## [Directive]
Please output the lines shown below exactly as they appear.

## [Dataset records]
________________________________________
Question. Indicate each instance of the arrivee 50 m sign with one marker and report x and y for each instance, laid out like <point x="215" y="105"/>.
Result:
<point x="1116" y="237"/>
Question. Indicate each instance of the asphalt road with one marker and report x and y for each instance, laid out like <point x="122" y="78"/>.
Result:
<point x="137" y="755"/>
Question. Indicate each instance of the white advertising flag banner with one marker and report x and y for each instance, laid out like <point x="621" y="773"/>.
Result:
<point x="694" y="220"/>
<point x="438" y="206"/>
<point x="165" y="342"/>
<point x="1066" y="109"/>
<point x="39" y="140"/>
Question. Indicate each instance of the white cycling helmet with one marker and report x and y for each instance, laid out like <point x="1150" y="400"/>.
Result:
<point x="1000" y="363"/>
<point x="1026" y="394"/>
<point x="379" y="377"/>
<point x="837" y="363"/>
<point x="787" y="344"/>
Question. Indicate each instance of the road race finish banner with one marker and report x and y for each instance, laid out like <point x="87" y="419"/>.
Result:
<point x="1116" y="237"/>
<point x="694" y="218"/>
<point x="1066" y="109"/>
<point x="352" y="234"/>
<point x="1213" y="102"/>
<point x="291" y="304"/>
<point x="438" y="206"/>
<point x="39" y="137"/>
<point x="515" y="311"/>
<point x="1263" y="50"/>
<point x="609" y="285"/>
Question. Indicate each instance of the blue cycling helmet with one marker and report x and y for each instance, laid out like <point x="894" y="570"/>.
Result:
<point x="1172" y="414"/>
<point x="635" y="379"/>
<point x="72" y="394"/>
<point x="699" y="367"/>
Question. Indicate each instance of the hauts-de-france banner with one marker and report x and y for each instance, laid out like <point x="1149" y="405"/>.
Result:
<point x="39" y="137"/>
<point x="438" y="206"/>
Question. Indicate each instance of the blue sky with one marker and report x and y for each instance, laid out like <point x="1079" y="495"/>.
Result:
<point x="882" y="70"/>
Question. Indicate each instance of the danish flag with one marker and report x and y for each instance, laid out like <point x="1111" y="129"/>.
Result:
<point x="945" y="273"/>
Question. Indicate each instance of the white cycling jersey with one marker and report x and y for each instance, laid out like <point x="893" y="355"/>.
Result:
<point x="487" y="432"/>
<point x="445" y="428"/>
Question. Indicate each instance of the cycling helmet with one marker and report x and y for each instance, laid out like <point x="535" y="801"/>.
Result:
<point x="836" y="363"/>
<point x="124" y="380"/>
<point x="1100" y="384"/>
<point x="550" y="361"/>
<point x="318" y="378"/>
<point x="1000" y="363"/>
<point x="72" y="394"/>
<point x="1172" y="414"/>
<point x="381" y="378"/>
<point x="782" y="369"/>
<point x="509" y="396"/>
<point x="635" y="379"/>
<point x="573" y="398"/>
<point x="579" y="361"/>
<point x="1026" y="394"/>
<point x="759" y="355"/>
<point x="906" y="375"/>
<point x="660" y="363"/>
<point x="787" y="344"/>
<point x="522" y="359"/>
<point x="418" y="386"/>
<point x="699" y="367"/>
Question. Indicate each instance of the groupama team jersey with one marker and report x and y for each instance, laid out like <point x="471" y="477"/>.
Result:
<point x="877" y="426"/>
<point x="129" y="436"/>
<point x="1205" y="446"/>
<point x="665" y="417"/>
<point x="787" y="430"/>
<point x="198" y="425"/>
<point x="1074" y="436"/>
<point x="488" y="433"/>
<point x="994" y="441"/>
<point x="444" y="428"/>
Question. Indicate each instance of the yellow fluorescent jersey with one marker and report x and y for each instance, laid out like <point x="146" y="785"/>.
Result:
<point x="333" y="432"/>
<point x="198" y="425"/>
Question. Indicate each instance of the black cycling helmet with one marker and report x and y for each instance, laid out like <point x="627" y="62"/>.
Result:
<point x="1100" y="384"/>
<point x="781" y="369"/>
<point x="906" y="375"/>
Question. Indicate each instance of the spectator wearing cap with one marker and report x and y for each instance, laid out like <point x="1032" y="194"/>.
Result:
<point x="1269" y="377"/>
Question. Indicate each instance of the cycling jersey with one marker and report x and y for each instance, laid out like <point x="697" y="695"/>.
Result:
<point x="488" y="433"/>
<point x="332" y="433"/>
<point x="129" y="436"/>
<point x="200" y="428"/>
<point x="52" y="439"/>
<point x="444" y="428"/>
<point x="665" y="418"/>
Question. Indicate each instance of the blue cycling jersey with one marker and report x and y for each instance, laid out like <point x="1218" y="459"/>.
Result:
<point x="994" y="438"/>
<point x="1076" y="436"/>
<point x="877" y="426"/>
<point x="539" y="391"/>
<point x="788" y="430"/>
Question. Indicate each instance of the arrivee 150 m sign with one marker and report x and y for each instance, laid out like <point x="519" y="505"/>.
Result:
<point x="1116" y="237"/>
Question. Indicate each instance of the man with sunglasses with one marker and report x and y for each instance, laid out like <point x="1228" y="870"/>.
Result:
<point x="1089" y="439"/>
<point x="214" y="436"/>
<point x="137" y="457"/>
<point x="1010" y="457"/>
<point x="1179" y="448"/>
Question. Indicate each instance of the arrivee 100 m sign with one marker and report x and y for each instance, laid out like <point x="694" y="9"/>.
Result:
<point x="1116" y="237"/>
________________________________________
## [Result for this exercise]
Question. Indicate each instance of the arrivee 50 m sign with one marker and report x and y for each instance, laid out like <point x="215" y="105"/>.
Result:
<point x="1116" y="237"/>
Question. Indicate each instance of the asphalt road with one marker and report x and y for each instance, laid out like <point x="122" y="78"/>.
Result:
<point x="137" y="755"/>
Question. Indicate each instance of the white advertising flag banner with one marker and report x and y for each instance, laid out like <point x="621" y="773"/>.
Result:
<point x="694" y="220"/>
<point x="438" y="206"/>
<point x="165" y="342"/>
<point x="1066" y="109"/>
<point x="39" y="140"/>
Question. Indicate each instance of the white cycling helmet with one marker and report x and y for each instance, laid out like <point x="1150" y="400"/>.
Result:
<point x="1000" y="363"/>
<point x="1026" y="394"/>
<point x="379" y="377"/>
<point x="837" y="363"/>
<point x="787" y="344"/>
Question. Indicate each instance of the road race finish banner with one marker and report x and y for each instance, laid out like <point x="87" y="419"/>.
Result:
<point x="1116" y="237"/>
<point x="694" y="218"/>
<point x="1066" y="109"/>
<point x="352" y="234"/>
<point x="1213" y="102"/>
<point x="291" y="304"/>
<point x="438" y="206"/>
<point x="39" y="137"/>
<point x="515" y="311"/>
<point x="1263" y="50"/>
<point x="609" y="285"/>
Question. Indicate each instance of the blue cycling helmet with one marker and report x and y for each instance, laid out like <point x="894" y="570"/>.
Result:
<point x="1172" y="414"/>
<point x="635" y="379"/>
<point x="72" y="394"/>
<point x="699" y="367"/>
Question. Indicate each instance of the hauts-de-france banner with one marker and report x and y for each instance, laid out like <point x="1149" y="405"/>.
Result:
<point x="39" y="137"/>
<point x="438" y="206"/>
Question. Indicate each instance of the blue sky with one marker and report x and y for each instance, laid out like <point x="1079" y="495"/>.
Result:
<point x="882" y="70"/>
Question. Indicate each instance of the danish flag with one marker and report x and y for each instance, laid out like <point x="1111" y="129"/>.
Result:
<point x="945" y="273"/>
Question. Indicate each instance of the white cycling jersey with one marker and report x and y for each instance, laid out like <point x="893" y="355"/>.
Result:
<point x="487" y="432"/>
<point x="445" y="428"/>
Question. Indicate each instance of the cycling helmet with one marker and report x and y for each instance, laid out like <point x="535" y="801"/>.
Result:
<point x="836" y="363"/>
<point x="124" y="380"/>
<point x="1100" y="384"/>
<point x="550" y="361"/>
<point x="318" y="378"/>
<point x="1000" y="363"/>
<point x="72" y="394"/>
<point x="1172" y="414"/>
<point x="381" y="378"/>
<point x="782" y="369"/>
<point x="509" y="396"/>
<point x="635" y="379"/>
<point x="573" y="398"/>
<point x="579" y="361"/>
<point x="1026" y="394"/>
<point x="759" y="355"/>
<point x="906" y="375"/>
<point x="660" y="363"/>
<point x="787" y="344"/>
<point x="522" y="359"/>
<point x="418" y="386"/>
<point x="699" y="367"/>
Question. Indicate each instance of the groupama team jersey with one marker and report x and y for each instance, laid out like <point x="471" y="477"/>.
Result:
<point x="877" y="426"/>
<point x="129" y="436"/>
<point x="1205" y="446"/>
<point x="665" y="417"/>
<point x="787" y="430"/>
<point x="198" y="425"/>
<point x="1074" y="436"/>
<point x="488" y="433"/>
<point x="994" y="441"/>
<point x="444" y="428"/>
Question. Indicate each instance of the yellow fluorescent jersey with one marker and report x and y for each instance, laid out like <point x="146" y="785"/>.
Result:
<point x="333" y="432"/>
<point x="198" y="425"/>
Question. Indicate each instance of the black cycling helmet with one marker and report x and y for each instance, laid out like <point x="627" y="62"/>.
Result:
<point x="1100" y="384"/>
<point x="781" y="369"/>
<point x="906" y="375"/>
Question. Indicate each instance of the spectator wearing cap with one marker and report x and y for each instance, laid out like <point x="1032" y="194"/>.
Result:
<point x="1269" y="377"/>
Question. Indicate each instance of the cycling jersey with one marker and report x and y for each instance, laid out like <point x="697" y="695"/>.
Result:
<point x="488" y="433"/>
<point x="332" y="433"/>
<point x="129" y="436"/>
<point x="200" y="428"/>
<point x="52" y="439"/>
<point x="444" y="428"/>
<point x="665" y="418"/>
Question. Indicate each instance of the blue cycling jersey with one marker and report x and y for each instance, laid out like <point x="1218" y="459"/>.
Result:
<point x="994" y="438"/>
<point x="1076" y="436"/>
<point x="877" y="426"/>
<point x="539" y="391"/>
<point x="788" y="430"/>
Question. Indicate each instance of the arrivee 150 m sign with one marker and report x and y for each instance, laid out like <point x="519" y="505"/>.
Result:
<point x="1116" y="237"/>
Question. Indicate each instance of the man with sunglasses with one marker and report x and y for each instance, laid out like <point x="1228" y="870"/>.
Result:
<point x="1089" y="439"/>
<point x="214" y="436"/>
<point x="137" y="457"/>
<point x="1010" y="457"/>
<point x="1179" y="448"/>
Question. Indicate each instance of the arrivee 100 m sign with one marker and report x and y for each instance, laid out like <point x="694" y="9"/>.
Result:
<point x="1116" y="237"/>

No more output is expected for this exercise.